__RECORDS SUPPLIED__:
= = = = =
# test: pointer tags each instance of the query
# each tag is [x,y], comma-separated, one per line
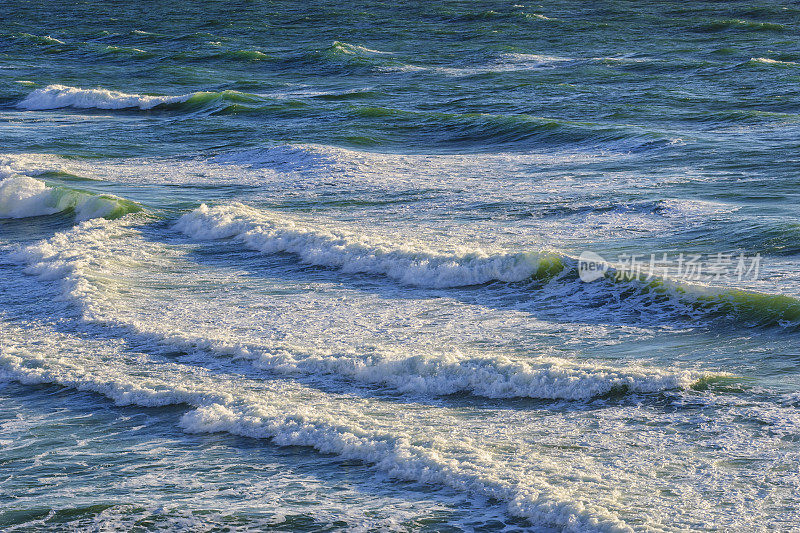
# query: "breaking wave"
[555,273]
[63,96]
[23,196]
[65,257]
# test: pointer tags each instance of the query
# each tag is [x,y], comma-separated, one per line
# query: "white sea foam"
[88,252]
[353,253]
[328,423]
[768,61]
[58,96]
[22,196]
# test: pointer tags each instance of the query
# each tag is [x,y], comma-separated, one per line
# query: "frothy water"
[313,268]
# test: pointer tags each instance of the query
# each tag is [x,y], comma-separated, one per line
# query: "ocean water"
[321,266]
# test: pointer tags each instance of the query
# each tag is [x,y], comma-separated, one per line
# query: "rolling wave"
[89,252]
[353,254]
[62,96]
[23,196]
[420,267]
[291,416]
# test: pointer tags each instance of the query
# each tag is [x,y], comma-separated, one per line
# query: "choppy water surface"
[314,266]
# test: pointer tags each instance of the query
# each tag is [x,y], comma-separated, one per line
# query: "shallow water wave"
[271,234]
[291,416]
[22,196]
[555,273]
[61,96]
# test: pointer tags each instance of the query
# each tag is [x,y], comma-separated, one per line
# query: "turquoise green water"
[316,267]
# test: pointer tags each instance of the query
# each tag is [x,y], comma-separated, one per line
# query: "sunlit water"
[313,266]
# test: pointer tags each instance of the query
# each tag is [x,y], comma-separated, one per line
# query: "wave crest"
= = = = =
__TO DO__:
Each record above is to be restated exactly, with its pictures removed from the copy.

__ANSWER FOR THE TASK__:
# test: pointer tags each instance of the query
# each tag is [x,y], comma-separated, one per line
# query: "breaking wave"
[555,273]
[63,96]
[23,196]
[65,257]
# test: pointer tags each instance of the query
# each tag is [x,y], comma-separated, one per line
# query: "white sea foam"
[88,252]
[353,253]
[328,423]
[768,61]
[58,96]
[22,196]
# test: pointer tags each instance of the query
# each tag is [x,y], comma-separated, one per line
# query: "frothy water"
[313,268]
# test: pointer tags each instance of the query
# each tag is [x,y], comma-separated, one per line
# query: "ocean water"
[321,266]
# test: pointer tags each instance of the query
# each tag is [x,y], comma-separated, one per line
# query: "rolling wave"
[89,252]
[353,254]
[62,96]
[23,196]
[420,267]
[291,416]
# test: pointer tags each instance of the query
# each tag is [x,y], comma-separated, one per line
# query: "choppy water surface"
[314,266]
# test: pointer tags each instance of the query
# each tag is [x,y], comma-separated, one per line
# query: "shallow water wave"
[271,234]
[291,416]
[22,196]
[555,273]
[61,96]
# test: pointer tags each instance of the query
# each tag is [x,y], comma-separated, one per line
# query: "turquoise green water"
[316,267]
# test: pointer tags each instance of the query
# each tag is [x,y], comma-separated, one per line
# query: "sunlit water"
[313,266]
# test: pointer tags each instance of the query
# each tag is [x,y], comma-separated, one per line
# query: "wave crest"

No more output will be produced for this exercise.